** begin Provided records **
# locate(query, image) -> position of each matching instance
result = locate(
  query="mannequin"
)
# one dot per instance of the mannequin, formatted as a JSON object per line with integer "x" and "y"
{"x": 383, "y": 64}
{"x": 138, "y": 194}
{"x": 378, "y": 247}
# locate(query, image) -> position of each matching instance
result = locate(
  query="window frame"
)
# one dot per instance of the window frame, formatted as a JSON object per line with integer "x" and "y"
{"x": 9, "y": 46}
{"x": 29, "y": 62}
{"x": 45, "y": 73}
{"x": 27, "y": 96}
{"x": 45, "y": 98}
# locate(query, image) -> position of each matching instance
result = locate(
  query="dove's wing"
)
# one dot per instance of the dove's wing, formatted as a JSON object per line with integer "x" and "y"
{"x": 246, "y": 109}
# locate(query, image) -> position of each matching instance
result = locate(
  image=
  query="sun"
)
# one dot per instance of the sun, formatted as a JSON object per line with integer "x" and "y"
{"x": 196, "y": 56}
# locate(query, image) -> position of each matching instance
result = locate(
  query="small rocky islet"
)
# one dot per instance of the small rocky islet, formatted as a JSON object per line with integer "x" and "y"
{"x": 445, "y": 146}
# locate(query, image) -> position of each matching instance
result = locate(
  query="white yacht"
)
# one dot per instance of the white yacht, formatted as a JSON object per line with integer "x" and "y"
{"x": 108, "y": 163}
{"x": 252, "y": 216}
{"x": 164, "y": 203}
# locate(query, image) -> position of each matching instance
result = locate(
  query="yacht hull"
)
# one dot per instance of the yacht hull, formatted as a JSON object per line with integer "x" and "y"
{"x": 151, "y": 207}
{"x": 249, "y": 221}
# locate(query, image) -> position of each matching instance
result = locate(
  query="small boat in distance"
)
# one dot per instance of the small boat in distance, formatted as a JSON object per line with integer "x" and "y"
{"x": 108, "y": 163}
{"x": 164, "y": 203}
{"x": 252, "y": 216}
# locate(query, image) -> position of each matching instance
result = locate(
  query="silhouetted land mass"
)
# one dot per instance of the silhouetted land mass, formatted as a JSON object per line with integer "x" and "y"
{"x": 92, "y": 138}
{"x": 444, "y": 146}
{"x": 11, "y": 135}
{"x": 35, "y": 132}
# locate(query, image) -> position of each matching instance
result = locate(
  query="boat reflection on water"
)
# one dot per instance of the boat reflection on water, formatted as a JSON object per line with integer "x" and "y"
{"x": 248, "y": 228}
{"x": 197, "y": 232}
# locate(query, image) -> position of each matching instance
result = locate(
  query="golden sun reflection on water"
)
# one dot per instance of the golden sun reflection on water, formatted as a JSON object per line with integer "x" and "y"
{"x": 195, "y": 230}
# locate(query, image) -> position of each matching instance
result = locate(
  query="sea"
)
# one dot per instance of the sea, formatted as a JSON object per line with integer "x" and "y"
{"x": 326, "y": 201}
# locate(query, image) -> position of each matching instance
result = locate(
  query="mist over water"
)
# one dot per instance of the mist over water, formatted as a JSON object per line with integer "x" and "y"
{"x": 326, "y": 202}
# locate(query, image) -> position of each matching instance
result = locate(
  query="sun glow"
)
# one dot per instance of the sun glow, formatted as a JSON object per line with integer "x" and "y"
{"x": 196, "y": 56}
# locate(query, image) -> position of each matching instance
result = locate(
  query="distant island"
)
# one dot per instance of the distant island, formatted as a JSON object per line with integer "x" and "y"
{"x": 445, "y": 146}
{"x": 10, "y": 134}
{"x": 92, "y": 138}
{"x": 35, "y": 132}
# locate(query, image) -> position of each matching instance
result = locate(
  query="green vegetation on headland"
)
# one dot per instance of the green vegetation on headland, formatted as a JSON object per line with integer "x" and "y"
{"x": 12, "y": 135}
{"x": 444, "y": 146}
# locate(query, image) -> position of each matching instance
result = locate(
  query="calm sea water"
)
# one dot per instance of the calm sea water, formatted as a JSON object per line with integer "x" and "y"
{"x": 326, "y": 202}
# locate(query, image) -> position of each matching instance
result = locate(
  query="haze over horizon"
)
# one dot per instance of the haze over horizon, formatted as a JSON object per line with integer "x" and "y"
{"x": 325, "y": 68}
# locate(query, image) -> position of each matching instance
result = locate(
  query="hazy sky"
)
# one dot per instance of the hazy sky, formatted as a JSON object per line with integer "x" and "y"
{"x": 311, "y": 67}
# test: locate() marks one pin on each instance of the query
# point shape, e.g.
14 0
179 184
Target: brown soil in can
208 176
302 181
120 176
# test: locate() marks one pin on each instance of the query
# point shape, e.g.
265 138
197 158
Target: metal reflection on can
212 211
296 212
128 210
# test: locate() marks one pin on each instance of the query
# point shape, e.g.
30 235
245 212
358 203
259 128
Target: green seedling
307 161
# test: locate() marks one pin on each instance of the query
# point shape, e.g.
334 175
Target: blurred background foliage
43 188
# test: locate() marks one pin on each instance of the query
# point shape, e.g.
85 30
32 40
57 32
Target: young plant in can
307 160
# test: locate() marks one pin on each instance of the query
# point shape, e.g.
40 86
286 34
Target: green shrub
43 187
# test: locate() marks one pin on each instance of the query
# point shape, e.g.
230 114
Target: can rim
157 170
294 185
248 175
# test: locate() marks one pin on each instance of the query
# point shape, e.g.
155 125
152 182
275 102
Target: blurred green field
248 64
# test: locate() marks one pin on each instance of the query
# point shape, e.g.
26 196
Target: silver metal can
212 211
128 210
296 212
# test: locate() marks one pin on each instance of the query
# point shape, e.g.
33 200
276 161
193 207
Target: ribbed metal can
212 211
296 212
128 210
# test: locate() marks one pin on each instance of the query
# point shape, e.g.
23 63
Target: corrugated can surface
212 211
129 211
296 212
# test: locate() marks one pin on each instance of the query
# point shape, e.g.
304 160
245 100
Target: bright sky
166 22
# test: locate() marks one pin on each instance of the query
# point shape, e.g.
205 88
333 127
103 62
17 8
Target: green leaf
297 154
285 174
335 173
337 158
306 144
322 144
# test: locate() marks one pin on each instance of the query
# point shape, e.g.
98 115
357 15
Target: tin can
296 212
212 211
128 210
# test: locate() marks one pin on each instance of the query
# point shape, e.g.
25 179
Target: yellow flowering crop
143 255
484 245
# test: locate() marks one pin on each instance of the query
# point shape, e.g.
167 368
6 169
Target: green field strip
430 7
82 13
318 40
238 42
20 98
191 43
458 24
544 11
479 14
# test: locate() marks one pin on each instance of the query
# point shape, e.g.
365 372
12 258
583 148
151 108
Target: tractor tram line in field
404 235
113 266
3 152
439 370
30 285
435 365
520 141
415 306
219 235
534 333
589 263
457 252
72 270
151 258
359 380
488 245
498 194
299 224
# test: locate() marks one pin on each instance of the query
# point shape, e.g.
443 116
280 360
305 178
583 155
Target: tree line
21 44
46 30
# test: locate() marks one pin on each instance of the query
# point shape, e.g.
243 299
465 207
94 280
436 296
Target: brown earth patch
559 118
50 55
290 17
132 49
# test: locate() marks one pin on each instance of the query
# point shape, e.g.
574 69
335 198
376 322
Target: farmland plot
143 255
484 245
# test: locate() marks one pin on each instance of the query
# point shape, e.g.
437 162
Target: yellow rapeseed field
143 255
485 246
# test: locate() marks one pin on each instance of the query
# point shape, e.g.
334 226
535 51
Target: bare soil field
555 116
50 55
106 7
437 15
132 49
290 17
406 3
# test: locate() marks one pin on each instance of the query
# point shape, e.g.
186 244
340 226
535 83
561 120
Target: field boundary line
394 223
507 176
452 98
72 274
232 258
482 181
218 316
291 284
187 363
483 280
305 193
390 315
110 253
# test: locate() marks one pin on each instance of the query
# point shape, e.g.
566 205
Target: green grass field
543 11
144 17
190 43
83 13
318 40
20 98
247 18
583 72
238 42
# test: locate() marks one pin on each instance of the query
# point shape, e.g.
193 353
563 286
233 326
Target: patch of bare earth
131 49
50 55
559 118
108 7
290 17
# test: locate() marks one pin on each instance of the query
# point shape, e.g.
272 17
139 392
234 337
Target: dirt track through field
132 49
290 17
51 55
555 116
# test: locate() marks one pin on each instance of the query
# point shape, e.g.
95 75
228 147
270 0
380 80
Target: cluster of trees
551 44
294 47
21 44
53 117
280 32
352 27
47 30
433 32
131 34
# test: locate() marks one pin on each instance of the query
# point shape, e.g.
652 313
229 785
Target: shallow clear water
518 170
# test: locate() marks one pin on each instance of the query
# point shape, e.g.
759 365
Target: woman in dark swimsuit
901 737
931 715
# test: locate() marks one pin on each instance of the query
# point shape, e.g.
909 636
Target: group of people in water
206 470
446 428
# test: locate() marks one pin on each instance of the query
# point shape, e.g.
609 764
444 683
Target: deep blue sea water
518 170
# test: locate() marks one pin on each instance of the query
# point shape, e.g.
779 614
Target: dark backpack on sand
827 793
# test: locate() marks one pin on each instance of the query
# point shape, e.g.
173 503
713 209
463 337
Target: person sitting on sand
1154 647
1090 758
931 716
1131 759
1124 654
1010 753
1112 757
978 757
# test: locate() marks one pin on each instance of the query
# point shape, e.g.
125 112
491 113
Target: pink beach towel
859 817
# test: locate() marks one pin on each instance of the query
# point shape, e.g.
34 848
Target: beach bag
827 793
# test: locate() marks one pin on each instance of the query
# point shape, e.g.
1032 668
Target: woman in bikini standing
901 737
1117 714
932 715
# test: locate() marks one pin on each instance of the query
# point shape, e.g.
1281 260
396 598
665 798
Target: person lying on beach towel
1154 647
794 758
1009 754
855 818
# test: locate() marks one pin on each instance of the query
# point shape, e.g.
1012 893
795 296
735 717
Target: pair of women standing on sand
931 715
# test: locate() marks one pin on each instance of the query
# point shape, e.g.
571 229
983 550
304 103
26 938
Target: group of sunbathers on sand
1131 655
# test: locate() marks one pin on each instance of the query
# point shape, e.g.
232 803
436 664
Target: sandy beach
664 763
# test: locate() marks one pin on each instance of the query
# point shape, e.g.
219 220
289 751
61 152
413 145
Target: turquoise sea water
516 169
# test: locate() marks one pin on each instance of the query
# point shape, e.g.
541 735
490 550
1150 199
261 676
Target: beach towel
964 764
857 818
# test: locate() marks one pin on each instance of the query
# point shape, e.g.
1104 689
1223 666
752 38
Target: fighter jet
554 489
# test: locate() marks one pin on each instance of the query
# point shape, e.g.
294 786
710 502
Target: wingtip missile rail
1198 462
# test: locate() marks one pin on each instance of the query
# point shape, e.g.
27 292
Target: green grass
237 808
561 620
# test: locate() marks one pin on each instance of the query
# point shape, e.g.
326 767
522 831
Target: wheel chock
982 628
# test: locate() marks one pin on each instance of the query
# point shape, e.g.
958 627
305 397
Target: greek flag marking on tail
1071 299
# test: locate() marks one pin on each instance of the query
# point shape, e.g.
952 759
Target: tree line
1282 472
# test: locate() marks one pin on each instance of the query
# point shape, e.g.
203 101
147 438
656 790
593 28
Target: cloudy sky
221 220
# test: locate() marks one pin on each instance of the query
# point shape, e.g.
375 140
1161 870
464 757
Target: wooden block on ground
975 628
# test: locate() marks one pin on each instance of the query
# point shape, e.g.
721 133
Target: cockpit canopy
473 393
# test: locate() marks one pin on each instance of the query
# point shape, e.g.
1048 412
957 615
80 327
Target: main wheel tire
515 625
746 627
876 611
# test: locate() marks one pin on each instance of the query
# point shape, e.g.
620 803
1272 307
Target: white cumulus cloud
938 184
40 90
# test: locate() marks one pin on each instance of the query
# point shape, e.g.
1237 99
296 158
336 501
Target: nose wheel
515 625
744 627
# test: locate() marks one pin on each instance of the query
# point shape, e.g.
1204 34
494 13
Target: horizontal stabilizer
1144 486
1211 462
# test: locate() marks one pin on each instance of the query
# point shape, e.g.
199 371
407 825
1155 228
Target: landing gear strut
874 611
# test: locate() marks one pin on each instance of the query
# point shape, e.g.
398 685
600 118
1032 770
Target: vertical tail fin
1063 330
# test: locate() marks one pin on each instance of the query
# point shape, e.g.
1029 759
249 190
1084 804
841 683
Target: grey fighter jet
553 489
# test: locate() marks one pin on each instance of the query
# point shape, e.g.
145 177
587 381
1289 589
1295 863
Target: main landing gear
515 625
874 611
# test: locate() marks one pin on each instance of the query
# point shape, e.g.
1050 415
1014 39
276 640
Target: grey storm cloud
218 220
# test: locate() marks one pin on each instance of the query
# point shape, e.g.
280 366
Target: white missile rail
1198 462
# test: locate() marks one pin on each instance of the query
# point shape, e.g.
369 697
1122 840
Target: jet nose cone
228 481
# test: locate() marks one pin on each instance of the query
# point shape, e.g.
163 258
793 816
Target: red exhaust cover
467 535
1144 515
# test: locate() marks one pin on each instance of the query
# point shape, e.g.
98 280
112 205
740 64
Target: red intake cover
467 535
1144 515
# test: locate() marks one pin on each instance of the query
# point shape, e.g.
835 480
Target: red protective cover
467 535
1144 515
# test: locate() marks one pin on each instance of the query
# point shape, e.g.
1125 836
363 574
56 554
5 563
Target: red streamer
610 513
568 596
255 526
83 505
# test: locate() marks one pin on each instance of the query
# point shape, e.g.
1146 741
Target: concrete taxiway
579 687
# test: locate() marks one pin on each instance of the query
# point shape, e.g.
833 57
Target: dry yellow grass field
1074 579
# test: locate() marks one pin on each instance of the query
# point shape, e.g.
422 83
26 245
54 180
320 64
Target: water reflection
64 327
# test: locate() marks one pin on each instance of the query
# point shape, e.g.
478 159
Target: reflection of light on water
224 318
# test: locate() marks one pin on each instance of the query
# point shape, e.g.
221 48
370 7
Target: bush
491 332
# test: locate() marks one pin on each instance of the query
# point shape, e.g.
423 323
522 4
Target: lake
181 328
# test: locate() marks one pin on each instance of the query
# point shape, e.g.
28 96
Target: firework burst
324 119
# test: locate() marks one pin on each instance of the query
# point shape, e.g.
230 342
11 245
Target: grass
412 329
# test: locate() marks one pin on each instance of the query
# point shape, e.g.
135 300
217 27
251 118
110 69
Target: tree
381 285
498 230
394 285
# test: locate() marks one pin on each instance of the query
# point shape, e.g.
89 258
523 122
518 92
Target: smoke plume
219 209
** end Provided records **
_What you need to do_: Return each line of the listing above that contains the word "silhouetted".

_Written response_:
  query="silhouetted land mass"
# one dot per instance of the silhouetted land mass, formatted as a JSON object per line with integer "x" and "y"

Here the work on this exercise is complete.